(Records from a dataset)
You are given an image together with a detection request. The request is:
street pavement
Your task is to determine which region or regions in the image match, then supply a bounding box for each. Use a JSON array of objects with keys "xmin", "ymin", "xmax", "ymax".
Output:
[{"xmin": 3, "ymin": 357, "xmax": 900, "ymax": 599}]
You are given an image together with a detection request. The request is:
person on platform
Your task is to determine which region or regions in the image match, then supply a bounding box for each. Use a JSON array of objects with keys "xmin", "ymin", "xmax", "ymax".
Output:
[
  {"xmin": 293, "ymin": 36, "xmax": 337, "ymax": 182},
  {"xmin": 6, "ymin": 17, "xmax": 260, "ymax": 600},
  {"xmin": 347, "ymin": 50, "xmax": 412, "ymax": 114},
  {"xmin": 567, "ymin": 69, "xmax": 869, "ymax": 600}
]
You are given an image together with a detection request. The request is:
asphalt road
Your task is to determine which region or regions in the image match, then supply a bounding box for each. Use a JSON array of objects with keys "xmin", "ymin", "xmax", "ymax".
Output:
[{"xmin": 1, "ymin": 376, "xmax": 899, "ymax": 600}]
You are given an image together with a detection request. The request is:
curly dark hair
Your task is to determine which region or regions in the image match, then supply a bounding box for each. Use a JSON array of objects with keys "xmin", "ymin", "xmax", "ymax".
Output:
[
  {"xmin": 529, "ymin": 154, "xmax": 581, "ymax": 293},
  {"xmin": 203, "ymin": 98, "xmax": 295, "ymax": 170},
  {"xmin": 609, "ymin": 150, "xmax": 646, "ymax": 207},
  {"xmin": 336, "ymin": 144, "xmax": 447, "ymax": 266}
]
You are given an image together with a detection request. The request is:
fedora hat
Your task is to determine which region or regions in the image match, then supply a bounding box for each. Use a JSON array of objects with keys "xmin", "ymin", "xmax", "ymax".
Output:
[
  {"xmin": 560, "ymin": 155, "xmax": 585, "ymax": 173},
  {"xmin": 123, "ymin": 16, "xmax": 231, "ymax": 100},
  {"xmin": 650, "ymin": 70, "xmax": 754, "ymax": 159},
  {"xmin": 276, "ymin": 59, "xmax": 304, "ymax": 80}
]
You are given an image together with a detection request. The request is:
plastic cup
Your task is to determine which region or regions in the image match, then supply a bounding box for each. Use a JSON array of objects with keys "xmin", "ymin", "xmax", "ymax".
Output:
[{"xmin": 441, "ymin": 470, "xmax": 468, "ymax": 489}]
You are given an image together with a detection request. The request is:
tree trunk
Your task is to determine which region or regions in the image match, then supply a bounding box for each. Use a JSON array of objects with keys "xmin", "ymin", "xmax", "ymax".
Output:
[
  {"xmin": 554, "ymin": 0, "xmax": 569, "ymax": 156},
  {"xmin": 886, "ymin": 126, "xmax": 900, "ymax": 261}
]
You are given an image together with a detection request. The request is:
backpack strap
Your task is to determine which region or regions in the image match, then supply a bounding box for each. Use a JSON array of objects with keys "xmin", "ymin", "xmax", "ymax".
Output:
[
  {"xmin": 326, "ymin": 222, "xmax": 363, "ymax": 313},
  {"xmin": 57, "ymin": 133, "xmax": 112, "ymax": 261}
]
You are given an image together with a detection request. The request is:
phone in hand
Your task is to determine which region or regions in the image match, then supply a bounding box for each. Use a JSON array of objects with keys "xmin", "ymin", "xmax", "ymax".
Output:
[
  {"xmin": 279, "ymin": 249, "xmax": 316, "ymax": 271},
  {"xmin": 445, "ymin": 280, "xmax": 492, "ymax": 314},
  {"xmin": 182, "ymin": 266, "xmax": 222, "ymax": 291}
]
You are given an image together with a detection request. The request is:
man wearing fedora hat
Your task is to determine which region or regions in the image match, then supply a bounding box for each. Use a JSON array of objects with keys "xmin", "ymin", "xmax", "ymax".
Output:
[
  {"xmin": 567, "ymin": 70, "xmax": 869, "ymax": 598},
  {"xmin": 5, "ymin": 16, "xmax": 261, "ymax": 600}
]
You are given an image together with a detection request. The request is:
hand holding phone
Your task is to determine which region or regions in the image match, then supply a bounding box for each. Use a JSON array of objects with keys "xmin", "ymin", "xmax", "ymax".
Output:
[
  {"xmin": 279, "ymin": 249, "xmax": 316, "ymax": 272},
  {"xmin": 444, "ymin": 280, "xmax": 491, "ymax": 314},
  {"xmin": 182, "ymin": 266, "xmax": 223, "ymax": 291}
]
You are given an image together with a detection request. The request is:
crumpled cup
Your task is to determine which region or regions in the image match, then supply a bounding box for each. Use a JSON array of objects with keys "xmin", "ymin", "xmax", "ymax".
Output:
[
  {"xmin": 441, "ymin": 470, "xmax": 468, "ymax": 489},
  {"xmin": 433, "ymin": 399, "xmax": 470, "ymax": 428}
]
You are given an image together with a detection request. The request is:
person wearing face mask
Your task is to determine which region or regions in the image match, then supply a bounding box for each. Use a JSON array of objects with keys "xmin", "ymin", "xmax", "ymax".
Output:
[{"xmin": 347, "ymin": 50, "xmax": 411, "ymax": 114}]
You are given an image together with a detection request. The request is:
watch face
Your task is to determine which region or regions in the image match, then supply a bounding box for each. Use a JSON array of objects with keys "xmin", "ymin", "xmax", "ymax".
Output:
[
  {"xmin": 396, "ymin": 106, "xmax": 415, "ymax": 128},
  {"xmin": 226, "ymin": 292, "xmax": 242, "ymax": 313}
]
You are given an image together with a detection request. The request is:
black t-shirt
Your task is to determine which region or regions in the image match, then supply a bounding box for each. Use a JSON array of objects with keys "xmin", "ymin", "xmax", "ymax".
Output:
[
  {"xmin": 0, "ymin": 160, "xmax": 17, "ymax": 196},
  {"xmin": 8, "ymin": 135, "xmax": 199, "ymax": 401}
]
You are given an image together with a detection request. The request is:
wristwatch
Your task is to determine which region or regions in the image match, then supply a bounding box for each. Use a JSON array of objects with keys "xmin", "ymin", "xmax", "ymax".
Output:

### YOUR OBJECTIVE
Reproduce the data, keeping every line exactly the same.

### WRITTEN SOLUTION
You are given an image together with a detection request. The request is:
street pavement
Your task is to determine which region or regions in the image match, then supply a bounding box for each. Use a JSON array of objects with keys "xmin", "ymin", "xmax", "ymax".
Output:
[{"xmin": 3, "ymin": 357, "xmax": 900, "ymax": 599}]
You are given an image together with a detection request. The request is:
person on platform
Your task is to determine which region or regions in the image match, then supply a bounding box for each. Use a JSON array of objects with keys "xmin", "ymin", "xmax", "ymax".
Output:
[
  {"xmin": 293, "ymin": 36, "xmax": 337, "ymax": 182},
  {"xmin": 6, "ymin": 17, "xmax": 260, "ymax": 600},
  {"xmin": 347, "ymin": 50, "xmax": 412, "ymax": 114},
  {"xmin": 567, "ymin": 69, "xmax": 869, "ymax": 600}
]
You are given an image together with a detection request. The request is:
asphalt road
Your task is to determine which region or regions in the image match, then supply a bounding box for each. Use a JSON array of objects with keys "xmin", "ymin", "xmax", "ymax".
Output:
[{"xmin": 1, "ymin": 376, "xmax": 899, "ymax": 600}]
You are given an image together with a detection request. The request is:
curly dark hair
Your task is to determine which region or regions in the image match, then supply a bounding box for each. Use a JSON array of objects with keys "xmin", "ymin", "xmax", "ymax".
Output:
[
  {"xmin": 529, "ymin": 154, "xmax": 581, "ymax": 293},
  {"xmin": 203, "ymin": 98, "xmax": 295, "ymax": 170},
  {"xmin": 609, "ymin": 150, "xmax": 646, "ymax": 207},
  {"xmin": 336, "ymin": 144, "xmax": 447, "ymax": 266}
]
You are given an image together with a detection request. The request is:
fedora hat
Your task is to determine which region or regions in the image match, then supply a bounding box for each. Use a JSON array of objects with keys "xmin", "ymin", "xmax", "ymax".
Output:
[
  {"xmin": 560, "ymin": 155, "xmax": 585, "ymax": 173},
  {"xmin": 123, "ymin": 16, "xmax": 231, "ymax": 100},
  {"xmin": 650, "ymin": 70, "xmax": 754, "ymax": 159},
  {"xmin": 276, "ymin": 59, "xmax": 304, "ymax": 80}
]
You are given an image together with a detection request. The request is:
plastic cup
Your task is to determine which region or regions in the image match, then supply a bounding box for each. Use a JSON array of objects with keys "xmin", "ymin", "xmax", "ymax".
Output:
[{"xmin": 441, "ymin": 470, "xmax": 468, "ymax": 489}]
You are given an image together with a detection request. The request is:
tree trunk
Your task is to determine which region or regions in the image match, then supply a bounding box for each. Use a JSON array of objects with keys "xmin", "ymin", "xmax", "ymax".
Output:
[
  {"xmin": 554, "ymin": 0, "xmax": 569, "ymax": 156},
  {"xmin": 886, "ymin": 126, "xmax": 900, "ymax": 261}
]
You are given an image together with a detection request. The request is:
backpack strap
Your task is to determine which region or regions in the image match, then supply a bounding box for each. Use a JSON array of objects with keys "xmin", "ymin", "xmax", "ymax".
Output:
[
  {"xmin": 326, "ymin": 222, "xmax": 363, "ymax": 313},
  {"xmin": 57, "ymin": 133, "xmax": 112, "ymax": 261}
]
You are given an image together with a detection request. The request is:
phone in hand
Your task is to determine which region or regions in the image match, then supply a bounding box for each. Use a JSON array of objects with keys "xmin", "ymin", "xmax", "ymax".
Output:
[
  {"xmin": 279, "ymin": 249, "xmax": 316, "ymax": 271},
  {"xmin": 445, "ymin": 280, "xmax": 492, "ymax": 314},
  {"xmin": 182, "ymin": 266, "xmax": 222, "ymax": 291}
]
You are given an image together with a detection request. The request is:
man wearing fedora hat
Your task is to determine which region or regions in the image match, then supply a bounding box for each. Use a JSON array of objects with keys "xmin", "ymin", "xmax", "ymax".
Output:
[
  {"xmin": 567, "ymin": 70, "xmax": 869, "ymax": 598},
  {"xmin": 5, "ymin": 16, "xmax": 261, "ymax": 600}
]
You are given an image together with a detection request. The request is:
hand holding phone
Your task is to determine which region or regions in the image match, then supply a bounding box for each. Use a JSON array of objects with keys "xmin", "ymin", "xmax", "ymax".
Output:
[
  {"xmin": 279, "ymin": 249, "xmax": 316, "ymax": 272},
  {"xmin": 444, "ymin": 280, "xmax": 491, "ymax": 314},
  {"xmin": 182, "ymin": 266, "xmax": 223, "ymax": 291}
]
You are given an image together with a detection request. The request is:
crumpled cup
Your task is to determine which region or regions in the image match, then supply a bounding box for each. Use a JSON array of objects with keys "xmin", "ymin", "xmax", "ymax".
Output:
[
  {"xmin": 441, "ymin": 470, "xmax": 468, "ymax": 489},
  {"xmin": 433, "ymin": 399, "xmax": 470, "ymax": 428}
]
You are given an image together with a detection request. The request is:
person wearing face mask
Your task is to determine which region or regions in the image match, then supply a bounding box for each. Use a JSON array of objects with keys "xmin", "ymin", "xmax", "ymax".
Output:
[{"xmin": 347, "ymin": 50, "xmax": 411, "ymax": 114}]
You are given an image together with a detection request. The request is:
watch face
Your task is to determine which region or regions in the image match, then supply a bounding box for each. Use a JSON array of objects with keys "xmin", "ymin", "xmax", "ymax".
Output:
[
  {"xmin": 396, "ymin": 106, "xmax": 415, "ymax": 128},
  {"xmin": 226, "ymin": 292, "xmax": 242, "ymax": 313}
]
You are given an image together with a detection request. The request is:
black t-shirt
Your task is to determine which region or regions in the image match, then supply a bounding box for each. Use a JSON array of objects with keys "xmin", "ymin", "xmax", "ymax".
Output:
[
  {"xmin": 0, "ymin": 160, "xmax": 17, "ymax": 196},
  {"xmin": 8, "ymin": 135, "xmax": 199, "ymax": 401}
]
You are given an image together with a detection request. The request is:
wristwatch
Your task is to determine which region or regions in the image match, then supply a bounding box for each. Use a JSON array of objects with keys "xmin", "ymin", "xmax", "ymax".
Output:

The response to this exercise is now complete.